>> Begin

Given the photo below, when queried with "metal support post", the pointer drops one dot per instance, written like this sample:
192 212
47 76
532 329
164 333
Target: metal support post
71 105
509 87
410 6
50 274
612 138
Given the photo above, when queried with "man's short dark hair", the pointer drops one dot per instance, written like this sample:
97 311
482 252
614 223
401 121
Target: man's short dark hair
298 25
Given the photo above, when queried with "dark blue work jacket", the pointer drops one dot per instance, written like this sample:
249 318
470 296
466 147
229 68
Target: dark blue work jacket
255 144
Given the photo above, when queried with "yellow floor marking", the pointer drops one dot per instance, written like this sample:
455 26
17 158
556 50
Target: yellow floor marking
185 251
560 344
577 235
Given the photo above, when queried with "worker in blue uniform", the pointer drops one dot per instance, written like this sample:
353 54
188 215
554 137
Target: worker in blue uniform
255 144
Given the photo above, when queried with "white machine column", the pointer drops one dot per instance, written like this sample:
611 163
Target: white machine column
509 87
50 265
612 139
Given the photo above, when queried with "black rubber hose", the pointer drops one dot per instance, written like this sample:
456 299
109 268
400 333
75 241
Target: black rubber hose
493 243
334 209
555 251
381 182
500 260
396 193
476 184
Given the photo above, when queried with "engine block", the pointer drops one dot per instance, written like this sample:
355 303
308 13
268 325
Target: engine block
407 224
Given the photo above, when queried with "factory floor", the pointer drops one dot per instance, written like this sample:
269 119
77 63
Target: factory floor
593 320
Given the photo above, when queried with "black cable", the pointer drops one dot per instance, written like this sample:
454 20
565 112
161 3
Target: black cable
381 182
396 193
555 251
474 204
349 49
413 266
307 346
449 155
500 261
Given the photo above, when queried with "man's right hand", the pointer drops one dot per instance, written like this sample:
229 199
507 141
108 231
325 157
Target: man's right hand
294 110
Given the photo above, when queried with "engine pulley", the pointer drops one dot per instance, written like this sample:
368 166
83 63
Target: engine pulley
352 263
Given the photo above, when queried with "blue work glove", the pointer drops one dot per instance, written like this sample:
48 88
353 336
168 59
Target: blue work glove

>> End
>> Begin

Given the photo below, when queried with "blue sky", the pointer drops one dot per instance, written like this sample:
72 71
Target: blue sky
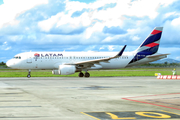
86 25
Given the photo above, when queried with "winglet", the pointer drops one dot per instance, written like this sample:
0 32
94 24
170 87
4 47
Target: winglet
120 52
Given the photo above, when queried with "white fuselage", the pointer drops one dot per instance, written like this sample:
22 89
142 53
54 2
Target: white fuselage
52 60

>> End
>> Begin

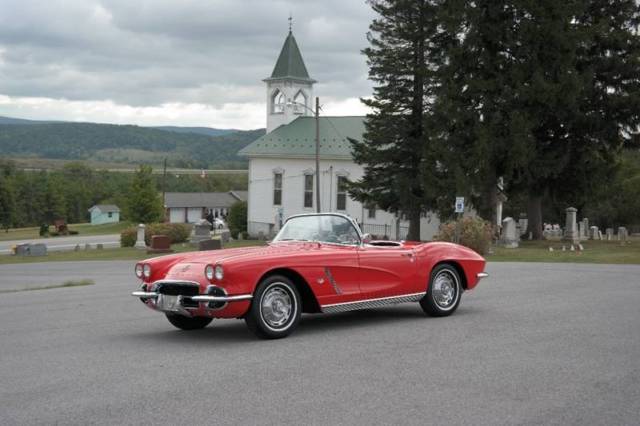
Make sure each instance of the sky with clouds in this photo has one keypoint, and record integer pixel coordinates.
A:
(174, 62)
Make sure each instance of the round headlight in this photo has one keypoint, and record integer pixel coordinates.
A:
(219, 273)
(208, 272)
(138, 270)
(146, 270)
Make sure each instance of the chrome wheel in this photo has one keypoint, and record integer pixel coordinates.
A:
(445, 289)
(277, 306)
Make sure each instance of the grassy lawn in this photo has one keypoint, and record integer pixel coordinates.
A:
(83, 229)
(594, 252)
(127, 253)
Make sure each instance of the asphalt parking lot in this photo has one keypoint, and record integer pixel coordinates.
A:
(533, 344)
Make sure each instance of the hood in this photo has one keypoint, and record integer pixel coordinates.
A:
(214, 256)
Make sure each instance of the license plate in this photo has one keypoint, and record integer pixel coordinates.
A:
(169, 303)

>> End

Stated problem: Pull out every line of the records that contains the string "floor". Treat the match as case-sensitive.

Full response:
Given the photo above, when queried with "yellow floor marking", the pointer drops one dot per instance, written like this sample:
Target: yellow floor marking
Given the photo above, when queried with "factory floor", the pointer drops one dot per instance, written like this sample:
Target: factory floor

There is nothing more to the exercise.